_GIVEN REQUEST 1:_ In the essay about June Lockhart, why does the writer see things differently from the saying "the devil is in the details," and what does that view lead to? Answer in one to three sentences.
_GIVEN REQUEST 2:_ In the essay about June Lockhart, which actress played Shady Rest innkeeper Kate Bradley?
_GIVEN REQUEST 3:_ From the essay about June Lockhart, repeat word for word the passage starting at "Well, why wasn’t" and ending at "in my stars.".

_TEXT TO READ:_
---
It’s been said by people with credit scores much higher than mine, that “the devil is in the details.” But I see things differently, because for me, “the humor is in the details” and that’s what prompts this overly elaborate think-piece highlighting the late June Lockhart’s impact on Petticoat Junction. And if you’re like me (highly unlikely), a more winning premise for an essay never existed. So here goes…

Dateline: My kitchen, sitting near the air fryer, nibbling on yogurt-covered craisins while typing this on my iPhone.

 

June Lockhart 1925-2025

Well, why wasn’t I there on Day One with a gushing elegy on the passing of Lost in Space TV mom and later Petticoat Junction surrogate mother June Lockhart? All I can say in my defense is this: the fault, dear reader, lies not in myself, but in my stars.

 

First of all (and just so you know, there will be no “second of all”), I’d like to thank my reading public for bringing this weighty and grave matter to my full attention. Without your siren call this essay would not exist and literary posterity would be forever diminished. June Lockhart’s passing begs the question; would Petticoat Junction have survived the untimely death in Sept. 1968 of Shady Rest innkeeper Kate Bradley (played by veteran TV actress Bea Benaderet, the real life mother of actor Jack Bannon of Lou Grant fame who was married to Ellen Travolta {John’s sister} – you may now exhale)?
---
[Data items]

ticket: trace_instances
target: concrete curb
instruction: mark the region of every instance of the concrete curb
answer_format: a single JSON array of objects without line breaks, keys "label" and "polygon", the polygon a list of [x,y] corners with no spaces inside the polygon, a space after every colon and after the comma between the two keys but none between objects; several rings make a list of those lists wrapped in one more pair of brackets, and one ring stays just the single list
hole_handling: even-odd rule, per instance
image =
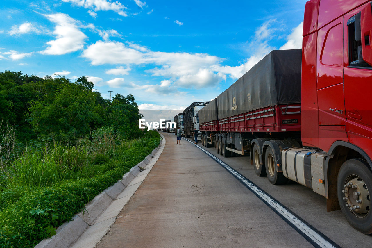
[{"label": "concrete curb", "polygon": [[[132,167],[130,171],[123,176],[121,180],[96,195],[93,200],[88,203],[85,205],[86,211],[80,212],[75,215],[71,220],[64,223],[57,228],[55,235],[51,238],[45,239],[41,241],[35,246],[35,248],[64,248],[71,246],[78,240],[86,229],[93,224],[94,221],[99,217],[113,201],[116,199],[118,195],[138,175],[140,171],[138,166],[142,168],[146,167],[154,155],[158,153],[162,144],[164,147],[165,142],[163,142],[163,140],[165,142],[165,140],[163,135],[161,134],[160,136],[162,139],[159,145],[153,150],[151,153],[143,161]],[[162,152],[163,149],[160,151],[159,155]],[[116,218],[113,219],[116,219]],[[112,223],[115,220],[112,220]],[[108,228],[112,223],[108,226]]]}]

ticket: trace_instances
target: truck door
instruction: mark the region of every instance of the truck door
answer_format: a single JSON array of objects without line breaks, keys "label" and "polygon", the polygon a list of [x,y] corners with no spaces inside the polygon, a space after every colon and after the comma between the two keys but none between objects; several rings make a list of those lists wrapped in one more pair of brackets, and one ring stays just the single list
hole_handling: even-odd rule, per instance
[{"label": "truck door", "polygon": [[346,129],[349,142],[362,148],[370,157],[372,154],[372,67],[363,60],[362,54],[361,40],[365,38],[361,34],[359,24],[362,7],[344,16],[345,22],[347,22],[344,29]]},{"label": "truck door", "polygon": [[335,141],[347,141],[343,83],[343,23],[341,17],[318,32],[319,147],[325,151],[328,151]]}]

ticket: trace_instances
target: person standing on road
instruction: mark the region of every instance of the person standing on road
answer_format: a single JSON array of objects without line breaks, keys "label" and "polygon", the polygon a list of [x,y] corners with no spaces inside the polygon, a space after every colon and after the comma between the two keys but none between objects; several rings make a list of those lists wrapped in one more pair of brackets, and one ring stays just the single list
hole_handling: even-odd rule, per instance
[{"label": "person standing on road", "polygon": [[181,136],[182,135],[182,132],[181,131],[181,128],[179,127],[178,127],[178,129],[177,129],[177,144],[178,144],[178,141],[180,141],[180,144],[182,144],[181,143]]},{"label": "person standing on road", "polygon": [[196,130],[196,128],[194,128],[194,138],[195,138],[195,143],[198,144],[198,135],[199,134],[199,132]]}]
---
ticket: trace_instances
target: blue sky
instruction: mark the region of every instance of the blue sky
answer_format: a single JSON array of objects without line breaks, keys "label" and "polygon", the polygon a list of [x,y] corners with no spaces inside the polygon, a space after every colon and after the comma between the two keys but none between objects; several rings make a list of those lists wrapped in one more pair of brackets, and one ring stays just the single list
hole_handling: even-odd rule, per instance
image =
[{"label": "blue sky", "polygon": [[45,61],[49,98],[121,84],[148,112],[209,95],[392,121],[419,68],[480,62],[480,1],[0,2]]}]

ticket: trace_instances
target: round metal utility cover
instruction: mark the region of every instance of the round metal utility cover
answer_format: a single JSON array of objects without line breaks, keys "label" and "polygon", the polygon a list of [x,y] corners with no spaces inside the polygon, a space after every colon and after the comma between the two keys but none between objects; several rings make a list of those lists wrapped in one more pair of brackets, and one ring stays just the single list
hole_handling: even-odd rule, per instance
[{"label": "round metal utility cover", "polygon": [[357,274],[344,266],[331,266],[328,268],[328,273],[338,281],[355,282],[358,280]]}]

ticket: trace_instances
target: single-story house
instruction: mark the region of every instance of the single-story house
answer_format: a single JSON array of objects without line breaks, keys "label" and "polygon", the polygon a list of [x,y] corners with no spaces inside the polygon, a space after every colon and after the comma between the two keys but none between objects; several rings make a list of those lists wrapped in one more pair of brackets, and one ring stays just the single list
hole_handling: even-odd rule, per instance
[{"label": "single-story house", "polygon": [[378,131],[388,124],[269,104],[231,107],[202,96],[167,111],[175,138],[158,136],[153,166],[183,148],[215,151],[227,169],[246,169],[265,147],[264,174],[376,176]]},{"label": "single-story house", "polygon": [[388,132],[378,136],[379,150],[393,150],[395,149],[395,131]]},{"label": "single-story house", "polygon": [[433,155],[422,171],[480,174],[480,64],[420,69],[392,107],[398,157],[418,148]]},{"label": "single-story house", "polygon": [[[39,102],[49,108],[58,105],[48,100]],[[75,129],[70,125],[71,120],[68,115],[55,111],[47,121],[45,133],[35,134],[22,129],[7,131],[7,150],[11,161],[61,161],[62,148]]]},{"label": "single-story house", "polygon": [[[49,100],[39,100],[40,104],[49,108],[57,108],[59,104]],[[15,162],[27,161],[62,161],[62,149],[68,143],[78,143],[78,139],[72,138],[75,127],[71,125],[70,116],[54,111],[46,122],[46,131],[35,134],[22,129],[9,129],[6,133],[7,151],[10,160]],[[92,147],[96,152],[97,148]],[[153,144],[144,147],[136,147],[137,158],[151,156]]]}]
---
_COMPLETE OUTPUT 1:_ For the writer, "the humor is in the details." That view prompts this overly elaborate think-piece on the late June Lockhart's impact on Petticoat Junction.

_COMPLETE OUTPUT 2:_ Bea Benaderet.

_COMPLETE OUTPUT 3:_
Well, why wasn’t I there on Day One with a gushing elegy on the passing of Lost in Space TV mom and later Petticoat Junction surrogate mother June Lockhart? All I can say in my defense is this: the fault, dear reader, lies not in myself, but in my stars.